* TASK REQUIREMENTS *
Reproduce, character for character, every line from the one containing "like [140, 193]." down to the one containing "Query: carved wooden crest", including both end lines. Omit any pictures.

— BEGIN DATA EXCERPTS —

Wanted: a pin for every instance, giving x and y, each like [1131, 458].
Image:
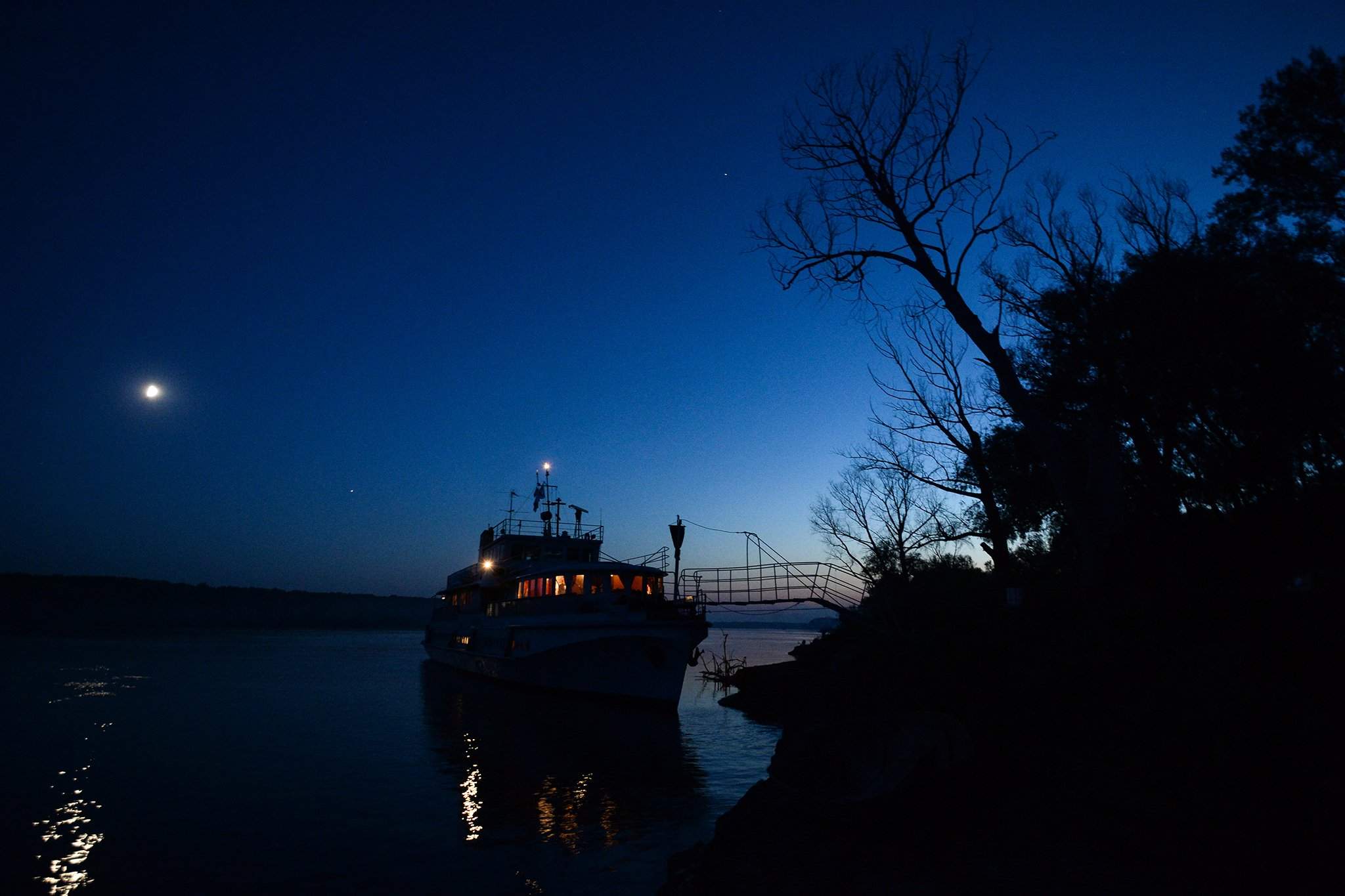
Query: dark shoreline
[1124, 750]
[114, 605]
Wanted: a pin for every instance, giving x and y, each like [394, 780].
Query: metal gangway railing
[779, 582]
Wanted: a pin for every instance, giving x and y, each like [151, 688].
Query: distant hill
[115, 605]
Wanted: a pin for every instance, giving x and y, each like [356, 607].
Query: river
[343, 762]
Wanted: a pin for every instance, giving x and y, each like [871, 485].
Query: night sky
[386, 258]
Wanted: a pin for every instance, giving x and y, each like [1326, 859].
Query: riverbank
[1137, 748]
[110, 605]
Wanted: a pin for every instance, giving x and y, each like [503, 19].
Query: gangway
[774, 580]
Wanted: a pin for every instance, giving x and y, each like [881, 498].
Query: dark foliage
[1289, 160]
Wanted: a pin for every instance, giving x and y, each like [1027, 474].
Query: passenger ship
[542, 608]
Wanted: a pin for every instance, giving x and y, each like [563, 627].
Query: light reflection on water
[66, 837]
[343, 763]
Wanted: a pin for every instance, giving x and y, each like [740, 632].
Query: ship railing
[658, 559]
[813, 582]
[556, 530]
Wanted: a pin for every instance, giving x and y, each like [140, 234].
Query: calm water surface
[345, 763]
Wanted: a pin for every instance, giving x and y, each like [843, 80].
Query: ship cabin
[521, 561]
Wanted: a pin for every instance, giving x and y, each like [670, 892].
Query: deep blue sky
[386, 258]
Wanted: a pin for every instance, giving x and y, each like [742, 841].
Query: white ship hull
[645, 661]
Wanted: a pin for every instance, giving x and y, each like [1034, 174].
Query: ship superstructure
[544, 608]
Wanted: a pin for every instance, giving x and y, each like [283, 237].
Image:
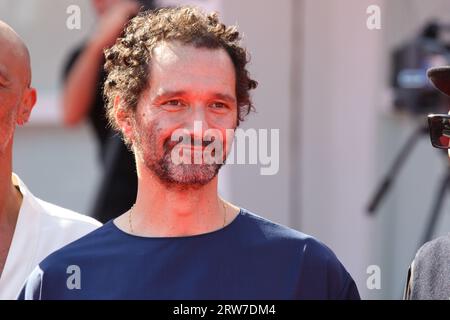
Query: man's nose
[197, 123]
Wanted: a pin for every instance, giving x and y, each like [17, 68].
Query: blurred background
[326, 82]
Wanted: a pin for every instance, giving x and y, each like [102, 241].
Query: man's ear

— END DATA EXCERPTS —
— BEGIN DATA EXCERPTS —

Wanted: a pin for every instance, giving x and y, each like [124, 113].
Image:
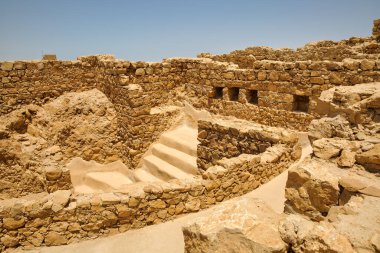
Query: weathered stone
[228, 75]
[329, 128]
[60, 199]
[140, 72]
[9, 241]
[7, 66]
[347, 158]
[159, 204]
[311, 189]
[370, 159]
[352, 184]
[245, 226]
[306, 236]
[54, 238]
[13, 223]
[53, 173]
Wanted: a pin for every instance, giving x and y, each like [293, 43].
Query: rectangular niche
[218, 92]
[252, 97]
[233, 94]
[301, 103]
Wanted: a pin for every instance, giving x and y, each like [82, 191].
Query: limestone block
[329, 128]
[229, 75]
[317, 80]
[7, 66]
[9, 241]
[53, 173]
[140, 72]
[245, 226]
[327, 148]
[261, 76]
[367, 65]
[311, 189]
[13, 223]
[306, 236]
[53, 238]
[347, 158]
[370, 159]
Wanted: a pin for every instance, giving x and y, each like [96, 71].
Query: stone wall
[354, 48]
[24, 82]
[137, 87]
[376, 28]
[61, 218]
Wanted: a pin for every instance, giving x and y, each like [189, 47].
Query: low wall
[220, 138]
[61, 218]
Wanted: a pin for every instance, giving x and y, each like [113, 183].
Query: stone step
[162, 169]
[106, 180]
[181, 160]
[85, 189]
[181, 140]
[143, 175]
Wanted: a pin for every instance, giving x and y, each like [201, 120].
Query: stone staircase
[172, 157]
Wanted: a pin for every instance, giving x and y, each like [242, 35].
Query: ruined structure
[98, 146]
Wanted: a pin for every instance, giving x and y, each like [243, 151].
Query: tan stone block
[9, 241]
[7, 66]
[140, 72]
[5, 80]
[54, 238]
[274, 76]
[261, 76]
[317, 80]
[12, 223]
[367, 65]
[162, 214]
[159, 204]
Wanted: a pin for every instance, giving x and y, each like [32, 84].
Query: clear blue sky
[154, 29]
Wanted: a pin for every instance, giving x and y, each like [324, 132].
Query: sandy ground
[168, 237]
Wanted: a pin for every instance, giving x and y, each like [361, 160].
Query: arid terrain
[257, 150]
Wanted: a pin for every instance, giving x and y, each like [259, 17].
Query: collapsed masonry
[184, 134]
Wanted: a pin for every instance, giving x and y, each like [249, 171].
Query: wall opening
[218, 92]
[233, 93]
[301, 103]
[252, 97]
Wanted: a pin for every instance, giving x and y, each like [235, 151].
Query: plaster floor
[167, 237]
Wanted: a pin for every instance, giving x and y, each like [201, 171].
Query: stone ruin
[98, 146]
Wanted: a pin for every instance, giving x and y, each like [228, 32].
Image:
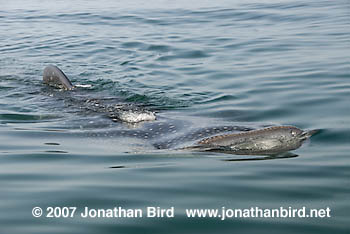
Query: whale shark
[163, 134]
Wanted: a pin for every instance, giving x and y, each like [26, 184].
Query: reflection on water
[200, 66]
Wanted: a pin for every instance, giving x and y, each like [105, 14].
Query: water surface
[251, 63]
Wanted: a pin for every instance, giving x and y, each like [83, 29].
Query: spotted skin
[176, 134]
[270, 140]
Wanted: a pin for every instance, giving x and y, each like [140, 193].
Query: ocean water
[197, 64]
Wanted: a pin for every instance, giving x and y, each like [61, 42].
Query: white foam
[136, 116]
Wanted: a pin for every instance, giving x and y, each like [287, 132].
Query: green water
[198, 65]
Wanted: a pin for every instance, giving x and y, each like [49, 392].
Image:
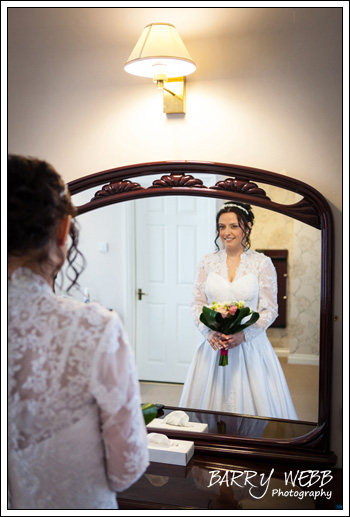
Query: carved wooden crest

— END DATA EXCERPTS —

* TASK SOLUTION *
Wanted: a pin for every instance, giving x and y, each like [140, 193].
Query: ocean water
[197, 64]
Wanted: a pin for every instance, giving x and y, each like [61, 42].
Query: white foam
[136, 116]
Wanted: a pin for every instance, giving x and y, each like [287, 132].
Query: green water
[198, 65]
Wanted: a pin for every instance, giving x and y, each like [49, 392].
Image:
Query: carved wooden crest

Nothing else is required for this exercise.